- [EXERCISE OBJECTIVE] Only the run of lines from the one containing "point: front wheel" through the last line should be returned, exactly as written.

================

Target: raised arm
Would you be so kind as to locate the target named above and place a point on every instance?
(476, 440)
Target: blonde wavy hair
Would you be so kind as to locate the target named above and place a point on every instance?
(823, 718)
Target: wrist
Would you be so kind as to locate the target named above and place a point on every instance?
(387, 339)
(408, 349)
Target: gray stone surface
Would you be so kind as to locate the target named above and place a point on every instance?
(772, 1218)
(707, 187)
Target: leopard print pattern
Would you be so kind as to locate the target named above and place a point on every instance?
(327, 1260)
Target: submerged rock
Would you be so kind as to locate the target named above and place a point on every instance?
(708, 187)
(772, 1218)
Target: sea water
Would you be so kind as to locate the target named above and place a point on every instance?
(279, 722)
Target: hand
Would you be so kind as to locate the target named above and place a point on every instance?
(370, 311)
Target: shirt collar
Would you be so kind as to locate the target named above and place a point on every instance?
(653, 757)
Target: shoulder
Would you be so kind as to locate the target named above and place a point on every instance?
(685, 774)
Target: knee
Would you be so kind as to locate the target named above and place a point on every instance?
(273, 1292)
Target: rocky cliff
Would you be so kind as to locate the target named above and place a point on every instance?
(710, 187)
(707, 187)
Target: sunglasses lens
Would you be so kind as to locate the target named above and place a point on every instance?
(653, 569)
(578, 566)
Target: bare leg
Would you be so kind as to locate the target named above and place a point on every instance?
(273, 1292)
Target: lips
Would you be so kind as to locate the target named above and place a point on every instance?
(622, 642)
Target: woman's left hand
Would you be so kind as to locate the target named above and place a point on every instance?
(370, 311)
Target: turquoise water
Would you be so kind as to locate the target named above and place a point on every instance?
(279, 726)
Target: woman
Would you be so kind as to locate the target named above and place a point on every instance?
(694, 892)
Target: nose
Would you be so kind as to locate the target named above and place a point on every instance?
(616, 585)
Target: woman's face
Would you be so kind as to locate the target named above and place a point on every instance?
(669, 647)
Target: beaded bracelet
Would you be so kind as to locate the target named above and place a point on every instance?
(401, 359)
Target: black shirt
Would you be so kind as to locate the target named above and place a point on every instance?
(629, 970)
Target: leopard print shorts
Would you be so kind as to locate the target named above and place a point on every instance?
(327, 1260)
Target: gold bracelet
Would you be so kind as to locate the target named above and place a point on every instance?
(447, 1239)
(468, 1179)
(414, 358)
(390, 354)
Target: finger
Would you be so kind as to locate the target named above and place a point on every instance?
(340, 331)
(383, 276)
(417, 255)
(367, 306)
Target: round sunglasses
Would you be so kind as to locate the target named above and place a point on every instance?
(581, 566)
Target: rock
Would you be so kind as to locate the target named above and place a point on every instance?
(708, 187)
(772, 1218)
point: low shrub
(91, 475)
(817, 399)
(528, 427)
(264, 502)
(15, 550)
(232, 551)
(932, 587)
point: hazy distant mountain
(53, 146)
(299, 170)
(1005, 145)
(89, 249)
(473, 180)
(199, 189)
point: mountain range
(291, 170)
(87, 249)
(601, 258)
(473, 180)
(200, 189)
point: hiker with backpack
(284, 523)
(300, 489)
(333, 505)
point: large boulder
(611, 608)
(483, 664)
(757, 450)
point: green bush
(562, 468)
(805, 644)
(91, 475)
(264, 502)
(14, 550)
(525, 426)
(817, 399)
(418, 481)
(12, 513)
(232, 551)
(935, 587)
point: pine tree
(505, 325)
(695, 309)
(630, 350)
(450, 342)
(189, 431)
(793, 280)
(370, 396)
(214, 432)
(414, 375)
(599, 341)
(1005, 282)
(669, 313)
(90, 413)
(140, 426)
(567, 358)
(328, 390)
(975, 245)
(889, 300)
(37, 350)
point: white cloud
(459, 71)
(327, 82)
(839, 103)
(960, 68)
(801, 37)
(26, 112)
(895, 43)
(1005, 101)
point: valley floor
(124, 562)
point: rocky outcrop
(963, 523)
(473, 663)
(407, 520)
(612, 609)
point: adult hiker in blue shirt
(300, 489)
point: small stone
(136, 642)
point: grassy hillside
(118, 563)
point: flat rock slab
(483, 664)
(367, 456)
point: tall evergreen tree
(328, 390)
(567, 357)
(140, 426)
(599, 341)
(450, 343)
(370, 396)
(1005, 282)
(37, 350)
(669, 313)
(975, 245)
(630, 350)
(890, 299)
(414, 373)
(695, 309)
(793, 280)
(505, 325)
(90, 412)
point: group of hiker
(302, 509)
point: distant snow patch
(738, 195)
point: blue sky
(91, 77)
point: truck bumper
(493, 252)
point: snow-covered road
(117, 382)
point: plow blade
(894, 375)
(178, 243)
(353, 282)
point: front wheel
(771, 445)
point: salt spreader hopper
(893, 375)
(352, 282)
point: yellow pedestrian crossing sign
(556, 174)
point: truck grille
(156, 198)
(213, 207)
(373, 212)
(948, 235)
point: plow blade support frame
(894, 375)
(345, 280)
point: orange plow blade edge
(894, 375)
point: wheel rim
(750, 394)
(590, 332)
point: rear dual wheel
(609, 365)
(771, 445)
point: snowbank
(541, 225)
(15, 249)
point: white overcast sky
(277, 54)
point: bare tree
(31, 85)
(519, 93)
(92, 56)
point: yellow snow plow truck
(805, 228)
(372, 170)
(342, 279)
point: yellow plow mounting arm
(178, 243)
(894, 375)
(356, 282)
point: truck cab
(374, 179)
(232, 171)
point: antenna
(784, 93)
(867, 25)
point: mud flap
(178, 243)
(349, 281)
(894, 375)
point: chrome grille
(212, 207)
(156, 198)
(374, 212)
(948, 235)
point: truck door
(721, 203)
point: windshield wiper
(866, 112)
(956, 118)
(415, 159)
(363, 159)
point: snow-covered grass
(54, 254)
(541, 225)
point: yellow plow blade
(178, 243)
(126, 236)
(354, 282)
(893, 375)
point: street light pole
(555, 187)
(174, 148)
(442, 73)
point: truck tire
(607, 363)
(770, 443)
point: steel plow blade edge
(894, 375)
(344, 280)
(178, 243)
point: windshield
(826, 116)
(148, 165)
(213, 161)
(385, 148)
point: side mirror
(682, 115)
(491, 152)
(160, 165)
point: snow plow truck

================

- [REPLY TO THE EXERCISE]
point: front wheel
(771, 445)
point: salt spreader hopper
(893, 375)
(352, 282)
point: yellow pedestrian crossing sign
(556, 174)
point: truck grille
(156, 198)
(213, 207)
(373, 212)
(948, 235)
point: plow blade support frame
(894, 375)
(345, 280)
point: orange plow blade edge
(894, 375)
point: wheel rim
(750, 394)
(590, 332)
point: rear dual wheel
(609, 365)
(771, 445)
point: snowbank
(541, 225)
(15, 249)
point: white overcast sky
(277, 54)
point: bare tree
(31, 85)
(519, 93)
(92, 56)
point: yellow snow plow truck
(805, 228)
(372, 170)
(342, 279)
point: yellow plow mounting arm
(178, 243)
(894, 375)
(356, 282)
point: truck cab
(374, 179)
(232, 171)
point: antenna
(784, 93)
(867, 25)
point: mud flap
(178, 243)
(349, 281)
(894, 375)
point: chrome grille
(212, 207)
(156, 198)
(374, 212)
(948, 235)
point: truck door
(721, 203)
point: windshield wiper
(866, 112)
(956, 118)
(415, 159)
(363, 159)
point: snow-covered grass
(54, 254)
(541, 225)
point: yellow plow blade
(178, 243)
(126, 236)
(354, 282)
(893, 375)
point: street light pole
(555, 187)
(174, 148)
(442, 73)
point: truck tire
(607, 363)
(770, 443)
point: steel plow blade edge
(894, 375)
(344, 280)
(178, 243)
point: windshield
(826, 116)
(148, 165)
(213, 161)
(385, 148)
point: side mirror
(682, 115)
(491, 152)
(160, 165)
point: snow plow truck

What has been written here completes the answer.